• Task directions:
Rewrite the passage of the article on fake science from "Although the research" up to and including "is quite alarming.", putting "troubling" in place of "alarming".

-------- Supplied passage --------

Fake science is getting faker — thanks, AI


The practice of science involves trying to find things out about the world by using rigid logic and testing every assumption. Researchers then write up any important findings in papers and submit them for possible publication. After a peer-review process, in which other scientists check that the research is sound, journals publish papers for public consumption.

You might therefore reasonably believe that published papers are quite reliable and meet high-quality standards. You might expect small mistakes that got overlooked during peer review, but no major blunders. It’s science, after all!

You’d be wrong in expecting this, though. Real and good science does exist, but there’s a worrying amount of bogus research out there, too. And in the last few years, it has increased in volume at lightning speed, as evidenced by the skyrocketing number of paper retractions.

Fake science

A number of practices currently threaten to undermine the legitimacy of scientific research. They include made-up authors, the addition of scientists who had nothing to do with a paper as a co-writer and even more nefarious practices like swamping journals with submissions from low-quality, AI-written junk.

This process is similar to a recall at the grocery store. If a previously sold product is bad or dangerous for some reason, the store might decide to recall it and ask all customers not to use it. Similarly, a journal can recall a published paper that, in hindsight, turned out to be bogus.

Of course, sometimes papers get retracted because the authors made an honest mistake in their research. In more than half the cases, however, it’s because of academic misconduct or fraud. Up until a decade ago, this sort of behavior was more or less limited to researchers falsifying experimental data or skewing results to favor their theory. The more sophisticated technology has become, however, the more things have gotten a lot more complicated.

One simple solution would be to just ignore bogus papers. The problem, though, is that they’re often hard to identify. Also, once a paper is retracted from a publication, that tarnishes the entire journal a bit. Let this happen often enough, and the public’s confidence in science as a whole goes down. Therefore, the scientific community as a whole needs to take this problem seriously.

Camille Noûs

Some of the problem is analog. Camille Noûs doesn’t have much to do with AI, but it deserves a mention nevertheless. Born in March 2020, Noûs has already co-authored more than 180 papers in fields as diverse as astrophysics, computer science and biology

I’m saying “it” because Noûs is not a real person; rather, it’s an artifact invented by French research advocacy group RogueESR. It carries the gender-neutral French first name Camille and a conflation of the ancient Greek word “νοῦς,” meaning reason or cognition, and the French word “nous,” meaning “us.”

Noûs was created in response to a heavily criticized new law (source in French) to reorganize academic research in France. Although the law’s objective was to make research better, its critics think that scientists’ jobs will be unfairly precarious and dependent on external funding under its requirements. In particular, the funding a scientist gets must depend on their own previous achievements, although research is often a community effort.

To make this concern visible, many researchers chose to add Noûs as a co-author. The journals and peer reviewers who were in charge of checking those papers weren’t always informed, however, that Noûs isn’t a real person.

Although the research portion of all these papers so far seems legitimate, it’s cause for concern that one can so easily add a co-author that doesn’t even have an ID card. Although highlighting communal efforts with authors like Noûs is an honorable goal, the idea that scientists can be invented out of thin air in this day and age is quite alarming.

-------- Provided data --------

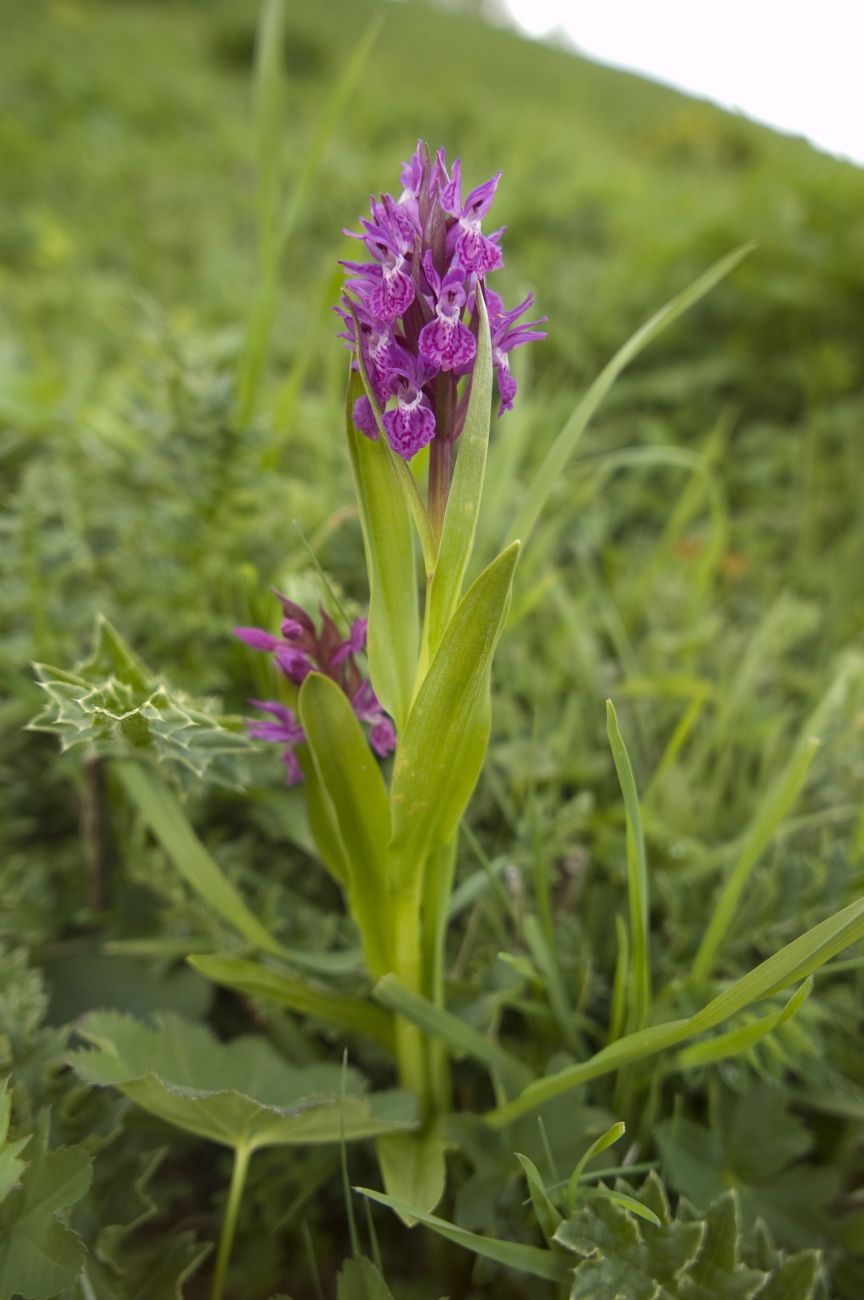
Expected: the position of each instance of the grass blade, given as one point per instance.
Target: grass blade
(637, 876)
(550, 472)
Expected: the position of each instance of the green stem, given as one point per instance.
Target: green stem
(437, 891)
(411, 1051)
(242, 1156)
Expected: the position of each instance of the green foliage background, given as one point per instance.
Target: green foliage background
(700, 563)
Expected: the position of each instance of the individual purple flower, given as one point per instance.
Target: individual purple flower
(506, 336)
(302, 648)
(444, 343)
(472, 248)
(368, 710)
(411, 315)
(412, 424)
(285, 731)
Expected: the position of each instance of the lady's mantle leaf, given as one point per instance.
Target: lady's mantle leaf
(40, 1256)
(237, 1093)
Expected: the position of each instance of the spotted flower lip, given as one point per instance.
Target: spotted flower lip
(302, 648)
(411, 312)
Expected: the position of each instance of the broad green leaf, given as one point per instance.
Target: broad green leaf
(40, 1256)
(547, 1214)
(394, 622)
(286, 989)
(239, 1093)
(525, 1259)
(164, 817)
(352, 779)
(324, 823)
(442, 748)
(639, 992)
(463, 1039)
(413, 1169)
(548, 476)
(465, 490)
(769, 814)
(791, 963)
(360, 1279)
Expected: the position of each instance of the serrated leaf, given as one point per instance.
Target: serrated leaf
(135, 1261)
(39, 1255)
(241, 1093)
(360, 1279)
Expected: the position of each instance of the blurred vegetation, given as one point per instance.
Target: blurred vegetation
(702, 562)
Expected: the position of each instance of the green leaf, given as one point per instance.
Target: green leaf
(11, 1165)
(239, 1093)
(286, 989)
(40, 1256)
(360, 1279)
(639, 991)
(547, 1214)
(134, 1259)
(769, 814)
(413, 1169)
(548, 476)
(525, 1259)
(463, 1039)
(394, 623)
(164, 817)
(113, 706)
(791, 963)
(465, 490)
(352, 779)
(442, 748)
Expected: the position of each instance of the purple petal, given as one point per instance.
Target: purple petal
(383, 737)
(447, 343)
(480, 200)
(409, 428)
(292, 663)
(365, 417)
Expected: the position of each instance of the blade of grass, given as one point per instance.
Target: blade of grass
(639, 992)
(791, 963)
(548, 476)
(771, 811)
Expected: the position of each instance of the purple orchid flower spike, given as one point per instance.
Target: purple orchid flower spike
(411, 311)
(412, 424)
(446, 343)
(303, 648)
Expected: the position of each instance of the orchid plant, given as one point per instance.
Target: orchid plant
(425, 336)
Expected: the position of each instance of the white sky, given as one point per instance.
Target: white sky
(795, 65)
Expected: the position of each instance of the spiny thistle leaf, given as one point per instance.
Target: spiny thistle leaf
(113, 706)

--------
-------- Provided data --------

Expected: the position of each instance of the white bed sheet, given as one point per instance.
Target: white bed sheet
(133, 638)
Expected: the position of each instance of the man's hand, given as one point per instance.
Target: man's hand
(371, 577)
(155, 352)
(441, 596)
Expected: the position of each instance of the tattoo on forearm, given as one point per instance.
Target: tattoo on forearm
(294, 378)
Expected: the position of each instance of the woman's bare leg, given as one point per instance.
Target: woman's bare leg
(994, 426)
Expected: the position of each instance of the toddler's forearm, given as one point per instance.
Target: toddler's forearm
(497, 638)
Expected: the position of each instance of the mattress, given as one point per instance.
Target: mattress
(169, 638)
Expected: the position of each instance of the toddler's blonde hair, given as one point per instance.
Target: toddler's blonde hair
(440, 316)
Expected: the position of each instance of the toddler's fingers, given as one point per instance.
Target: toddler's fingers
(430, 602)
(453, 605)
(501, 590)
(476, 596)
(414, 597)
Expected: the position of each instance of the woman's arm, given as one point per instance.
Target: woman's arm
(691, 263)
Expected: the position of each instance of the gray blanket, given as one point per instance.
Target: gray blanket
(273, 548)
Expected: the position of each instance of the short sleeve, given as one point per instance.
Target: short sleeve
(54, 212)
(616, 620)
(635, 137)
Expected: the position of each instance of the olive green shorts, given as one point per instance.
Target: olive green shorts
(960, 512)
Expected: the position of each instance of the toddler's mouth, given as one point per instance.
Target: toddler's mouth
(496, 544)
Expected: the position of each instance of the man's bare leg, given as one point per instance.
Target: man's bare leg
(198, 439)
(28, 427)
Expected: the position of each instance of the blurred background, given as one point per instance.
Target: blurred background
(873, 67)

--------
-------- Provided data --------

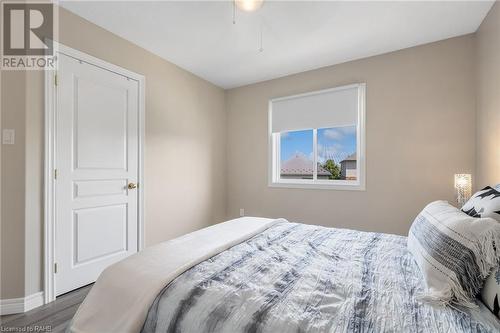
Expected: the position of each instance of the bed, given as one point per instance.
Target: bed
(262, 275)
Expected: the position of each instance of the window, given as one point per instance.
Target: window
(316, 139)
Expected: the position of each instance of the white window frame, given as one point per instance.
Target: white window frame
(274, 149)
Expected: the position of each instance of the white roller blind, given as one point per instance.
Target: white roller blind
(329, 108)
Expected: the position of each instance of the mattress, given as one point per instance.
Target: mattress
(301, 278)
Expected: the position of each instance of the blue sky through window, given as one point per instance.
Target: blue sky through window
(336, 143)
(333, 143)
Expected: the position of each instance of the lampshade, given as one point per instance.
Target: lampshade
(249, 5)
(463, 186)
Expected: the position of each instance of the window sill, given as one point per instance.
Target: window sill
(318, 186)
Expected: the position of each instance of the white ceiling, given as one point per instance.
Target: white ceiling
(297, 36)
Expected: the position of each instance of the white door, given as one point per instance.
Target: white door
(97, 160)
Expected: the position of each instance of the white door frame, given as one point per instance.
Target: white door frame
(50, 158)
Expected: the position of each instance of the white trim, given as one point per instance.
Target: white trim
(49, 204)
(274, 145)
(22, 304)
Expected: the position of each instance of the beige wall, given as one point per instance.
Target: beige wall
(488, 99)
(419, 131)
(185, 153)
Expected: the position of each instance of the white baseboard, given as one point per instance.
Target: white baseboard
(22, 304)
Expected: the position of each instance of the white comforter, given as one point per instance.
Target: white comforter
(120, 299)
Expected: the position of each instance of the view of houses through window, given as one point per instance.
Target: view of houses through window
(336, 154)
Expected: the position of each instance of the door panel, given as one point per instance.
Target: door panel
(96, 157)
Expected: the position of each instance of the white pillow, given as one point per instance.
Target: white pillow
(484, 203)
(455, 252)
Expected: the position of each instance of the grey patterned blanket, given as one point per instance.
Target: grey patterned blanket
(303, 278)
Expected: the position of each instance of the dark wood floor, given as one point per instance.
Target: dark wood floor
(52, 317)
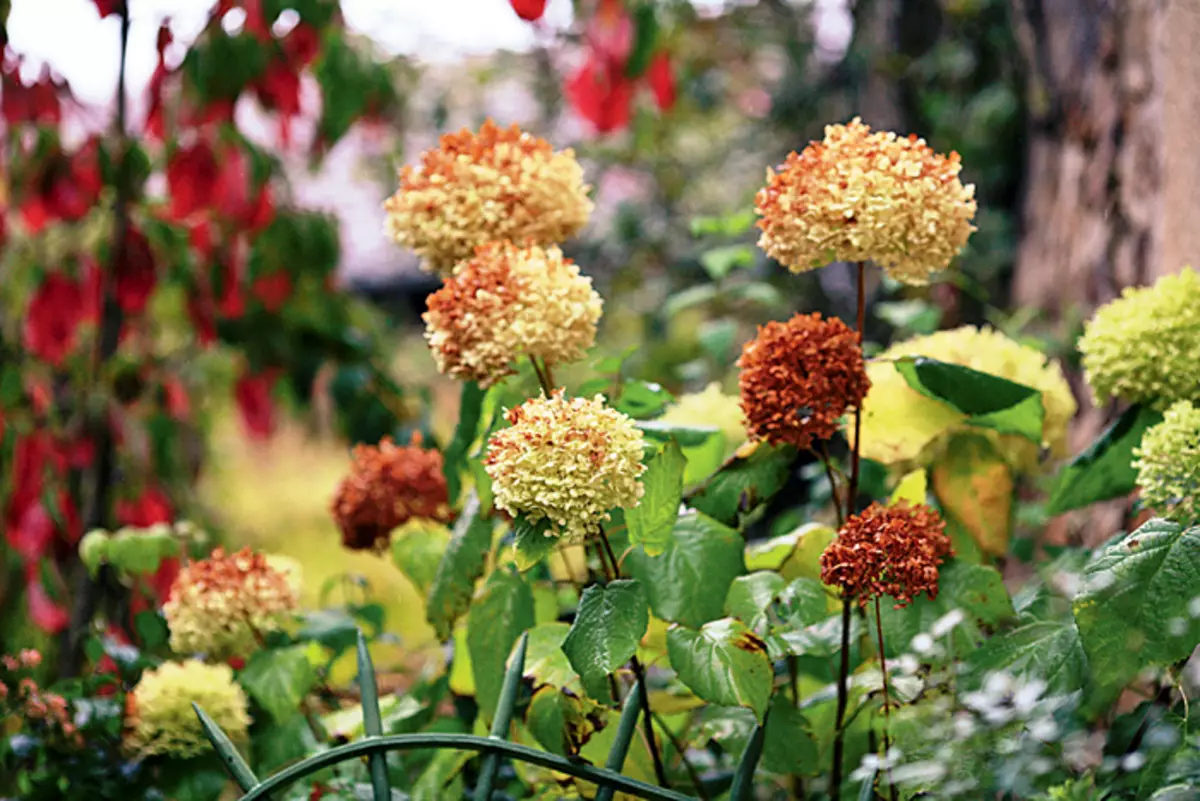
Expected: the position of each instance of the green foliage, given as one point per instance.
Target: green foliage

--------

• Answer section:
Although the research portion of all these papers so far seems legitimate, it’s cause for concern that one can so easily add a co-author that doesn’t even have an ID card. Although highlighting communal efforts with authors like Noûs is an honorable goal, the idea that scientists can be invented out of thin air in this day and age is quite troubling.